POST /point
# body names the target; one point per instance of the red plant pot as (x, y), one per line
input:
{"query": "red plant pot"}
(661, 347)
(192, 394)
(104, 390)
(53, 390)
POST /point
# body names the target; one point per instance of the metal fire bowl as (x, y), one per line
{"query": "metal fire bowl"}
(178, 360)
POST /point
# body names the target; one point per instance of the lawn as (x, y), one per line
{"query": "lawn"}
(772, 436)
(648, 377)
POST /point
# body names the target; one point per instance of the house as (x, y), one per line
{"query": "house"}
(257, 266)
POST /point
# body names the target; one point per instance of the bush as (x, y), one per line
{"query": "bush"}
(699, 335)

####

● **Short problem**
Can you give all of these entries again, requests included, with every x and y coordinate in the answers scaled by 2 and rounded to whole numbers, halves going up?

● **Task response**
POST /point
# body names the target; one point per instance of the red plant pot as (x, y), one per line
input:
{"query": "red plant pot"}
(1322, 694)
(384, 788)
(208, 780)
(106, 780)
POST /point
# body names the target; one point per instance of the metal fire bowl as (x, y), one per line
{"query": "metal fire bowl"}
(356, 720)
POST /point
# body names the target; one point per instance of the lawn as (x, y), one per line
{"query": "lawn"}
(1544, 872)
(1296, 754)
POST /point
# body names the target; one point per instance of the house as (x, y), one per line
{"query": "house"}
(514, 532)
POST /point
# body names the target; one point per instance of the bush as (x, y), one per line
{"query": "bush"}
(1398, 670)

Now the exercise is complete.